Two Chickpeas in a Pod
The expansion of Falafill promised early last year has begun. The owners, Maher Chebaro and Nemer Ziyad, signed a lease yesterday for the build-your-own-pita spot’s second location, in downtown Oak Park (1053 Lake St., Oak Park; no phone yet). They hope to open in three months. Chebaro also announced a monthly special for the Chicago location (3202 N. Broadway Ave.; 773-525-0052), where $1 from each sale of a chef-designed falafel wrap will go to charity. For June, Stephanie Izard (Girl & the Goat) contributed a Brussels sprouts salad with a yuzu aïoli to benefit Share Our Strength. July’s wrap will come from Mark Steuer (The Bedford) for Green City Market, and August’s from Chuy Valencia (Chilam Balam) for Latino Scholarship Fund.
On Twitter
• Team Dish weighs in on the recent food-truck addition Cupcakes for Courage.
• A preopening chef-shifting shakeup goes down at Tribute.
• One stellar dish at Phoenix Restaurant restores Pollack’s enthusiasm for Chinatown dining.
Follow Pollack on Twitter.
On the Blog
• Ian Schrager’s plans for the Ambassador East and The Pump Room go into high def.
Things to Do
1. Fill your cupboard and your recipe collection with luxe finds from the foodcentric new website Gilt Taste, where you’ll discover foods and cooking tools for sale, as well as personal stories and recipes from culinary powerhouses like former L2O chef Laurent Gras.

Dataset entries
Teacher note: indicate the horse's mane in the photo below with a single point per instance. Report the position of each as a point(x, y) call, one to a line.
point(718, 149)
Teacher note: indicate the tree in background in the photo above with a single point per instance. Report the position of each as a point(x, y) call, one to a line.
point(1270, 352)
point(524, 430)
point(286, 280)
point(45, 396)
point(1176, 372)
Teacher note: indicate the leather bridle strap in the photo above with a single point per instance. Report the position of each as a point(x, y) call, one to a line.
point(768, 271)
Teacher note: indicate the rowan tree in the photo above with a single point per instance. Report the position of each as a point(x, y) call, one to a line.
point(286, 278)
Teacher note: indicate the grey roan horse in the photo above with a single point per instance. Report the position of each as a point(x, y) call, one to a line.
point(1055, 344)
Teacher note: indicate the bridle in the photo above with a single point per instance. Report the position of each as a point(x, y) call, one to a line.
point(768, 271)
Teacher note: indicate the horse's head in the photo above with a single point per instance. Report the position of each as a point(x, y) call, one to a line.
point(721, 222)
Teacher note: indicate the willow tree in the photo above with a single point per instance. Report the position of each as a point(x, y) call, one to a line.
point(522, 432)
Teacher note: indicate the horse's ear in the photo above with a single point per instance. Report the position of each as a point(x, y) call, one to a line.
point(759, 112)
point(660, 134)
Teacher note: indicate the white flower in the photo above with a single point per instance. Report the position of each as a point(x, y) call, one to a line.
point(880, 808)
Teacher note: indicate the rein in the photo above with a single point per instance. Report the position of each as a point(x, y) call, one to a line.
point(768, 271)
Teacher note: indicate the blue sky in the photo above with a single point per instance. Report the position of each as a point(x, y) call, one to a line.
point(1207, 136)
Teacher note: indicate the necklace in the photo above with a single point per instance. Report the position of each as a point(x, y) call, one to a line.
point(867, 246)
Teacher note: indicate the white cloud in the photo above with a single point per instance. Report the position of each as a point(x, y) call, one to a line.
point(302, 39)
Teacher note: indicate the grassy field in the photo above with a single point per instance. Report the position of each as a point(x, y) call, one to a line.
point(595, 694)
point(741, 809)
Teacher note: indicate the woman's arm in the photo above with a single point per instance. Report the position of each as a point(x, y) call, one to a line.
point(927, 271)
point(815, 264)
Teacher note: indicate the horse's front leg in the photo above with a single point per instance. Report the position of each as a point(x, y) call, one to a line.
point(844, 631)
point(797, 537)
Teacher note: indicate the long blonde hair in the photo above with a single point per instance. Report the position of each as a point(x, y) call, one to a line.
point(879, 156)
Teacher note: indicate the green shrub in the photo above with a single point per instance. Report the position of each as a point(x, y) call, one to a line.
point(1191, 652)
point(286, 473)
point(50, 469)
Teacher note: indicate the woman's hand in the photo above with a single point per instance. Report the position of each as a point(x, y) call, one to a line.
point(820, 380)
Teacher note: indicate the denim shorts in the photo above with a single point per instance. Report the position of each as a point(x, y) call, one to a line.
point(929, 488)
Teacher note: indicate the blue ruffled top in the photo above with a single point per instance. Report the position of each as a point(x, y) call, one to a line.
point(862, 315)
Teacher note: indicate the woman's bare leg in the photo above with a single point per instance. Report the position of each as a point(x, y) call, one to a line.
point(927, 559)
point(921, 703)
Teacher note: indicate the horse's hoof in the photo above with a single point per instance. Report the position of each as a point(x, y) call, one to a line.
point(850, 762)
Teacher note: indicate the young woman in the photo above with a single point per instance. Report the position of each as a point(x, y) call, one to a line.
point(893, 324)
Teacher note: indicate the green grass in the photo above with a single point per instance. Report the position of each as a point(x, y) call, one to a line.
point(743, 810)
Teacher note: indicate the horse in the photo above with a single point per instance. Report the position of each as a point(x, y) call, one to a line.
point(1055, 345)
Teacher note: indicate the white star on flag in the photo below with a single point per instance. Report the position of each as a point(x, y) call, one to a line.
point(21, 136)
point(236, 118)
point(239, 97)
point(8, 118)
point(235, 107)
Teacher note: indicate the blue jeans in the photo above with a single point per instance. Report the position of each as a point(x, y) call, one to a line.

▶ **Problem requirements**: According to the restaurant news text, why does each chef contribute a falafel wrap to the monthly special at Falafill's Chicago location?

▶ **Exercise result**: The chef-designed wrap is part of a charity special: $1 from each sale goes to a charity. Stephanie Izard's June wrap, a Brussels sprouts salad with a yuzu aïoli, benefits Share Our Strength. Mark Steuer's July wrap supports Green City Market, and Chuy Valencia's August wrap supports the Latino Scholarship Fund.